■ Brief:
Recast the lines below as a Markdown table with two columns, Row and Line, numbering each line in Row and omitting any blank lines.

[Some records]
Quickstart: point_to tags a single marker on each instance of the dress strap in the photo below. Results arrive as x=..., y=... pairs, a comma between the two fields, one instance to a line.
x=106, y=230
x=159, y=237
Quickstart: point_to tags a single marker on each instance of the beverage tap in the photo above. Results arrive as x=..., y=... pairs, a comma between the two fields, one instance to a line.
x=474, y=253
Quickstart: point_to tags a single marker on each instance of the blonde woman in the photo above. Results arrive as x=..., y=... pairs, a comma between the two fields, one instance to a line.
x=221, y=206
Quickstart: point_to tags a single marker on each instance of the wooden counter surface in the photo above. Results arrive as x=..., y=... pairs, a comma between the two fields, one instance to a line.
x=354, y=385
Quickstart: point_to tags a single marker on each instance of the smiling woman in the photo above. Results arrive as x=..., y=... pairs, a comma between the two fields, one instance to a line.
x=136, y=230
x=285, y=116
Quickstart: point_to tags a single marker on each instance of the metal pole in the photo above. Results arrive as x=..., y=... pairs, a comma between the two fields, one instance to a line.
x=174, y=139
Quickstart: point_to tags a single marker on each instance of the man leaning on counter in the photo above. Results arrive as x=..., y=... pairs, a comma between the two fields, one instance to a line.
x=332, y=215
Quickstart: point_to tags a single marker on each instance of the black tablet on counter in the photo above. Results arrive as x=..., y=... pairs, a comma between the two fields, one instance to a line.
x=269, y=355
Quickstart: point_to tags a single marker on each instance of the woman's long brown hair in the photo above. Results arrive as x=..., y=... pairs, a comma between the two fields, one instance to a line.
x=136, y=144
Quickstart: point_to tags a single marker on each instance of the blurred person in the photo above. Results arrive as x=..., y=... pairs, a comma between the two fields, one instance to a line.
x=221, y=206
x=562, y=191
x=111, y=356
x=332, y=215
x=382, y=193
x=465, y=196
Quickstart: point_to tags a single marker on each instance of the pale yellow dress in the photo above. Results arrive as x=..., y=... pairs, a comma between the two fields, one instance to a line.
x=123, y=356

■ Solution to the problem:
| Row | Line |
|---|---|
| 1 | Quickstart: point_to tags a single marker on each instance of the dress strap in the photo below. Results arrive as x=..., y=... pairs, a comma between the two fields, one instance to a line. |
| 2 | x=106, y=230 |
| 3 | x=159, y=237 |
| 4 | Quickstart: point_to tags a single marker on each instance of the beverage tap in the photo above. Results arrive as x=..., y=... pairs, a comma between the two fields, one instance to a line. |
| 5 | x=474, y=253 |
| 6 | Quickstart: point_to tags a single marker on each instance of the blonde woman in the photo above. Results arrive as x=..., y=... pairs, a comma between the two fields, one instance to a line. |
| 7 | x=221, y=206 |
| 8 | Quickstart: point_to tags a single marker on each instance of the wooden counter surface in the photo above. Results arrive as x=..., y=... pairs, a comma between the two fields, one instance to a line. |
| 9 | x=354, y=385 |
| 10 | Quickstart: point_to tags a single marker on each instance of the smiling woman in the photo above. Results arrive as x=..., y=... pairs, a comma between the two fields, one instance to a line. |
| 11 | x=136, y=230 |
| 12 | x=285, y=116 |
| 13 | Quickstart: point_to tags a single marker on each instance of the metal pole in the photo above. Results arrive as x=..., y=... pairs, a comma between the two fields, one instance to a line. |
| 14 | x=174, y=139 |
| 15 | Quickstart: point_to tags a single marker on each instance of the man leaning on counter in the photo above. Results arrive as x=..., y=... pairs, a comma between the two fields, one instance to a line. |
| 16 | x=332, y=215 |
| 17 | Quickstart: point_to tags a single marker on each instance of the black tablet on counter in the photo above. Results arrive as x=..., y=... pairs, a comma between the two fields, one instance to a line. |
| 18 | x=269, y=355 |
| 19 | Quickstart: point_to tags a single marker on each instance of the woman's long brown hair in the photo above. Results arrive as x=..., y=... pairs, a comma between the two fields, one instance to a line. |
| 20 | x=136, y=144 |
| 21 | Quickstart: point_to tags a single marker on each instance of the blurred person in the photo above. Results arrive as x=..., y=... pairs, a comma between the two fields, one instance to a line. |
| 22 | x=221, y=206 |
| 23 | x=562, y=191 |
| 24 | x=111, y=356 |
| 25 | x=332, y=215 |
| 26 | x=382, y=193 |
| 27 | x=465, y=196 |
| 28 | Quickstart: point_to tags a single marker on each instance of the pale yellow dress in the photo above. Results arrive as x=..., y=... pairs, a comma between the two fields, one instance to a line. |
| 29 | x=123, y=356 |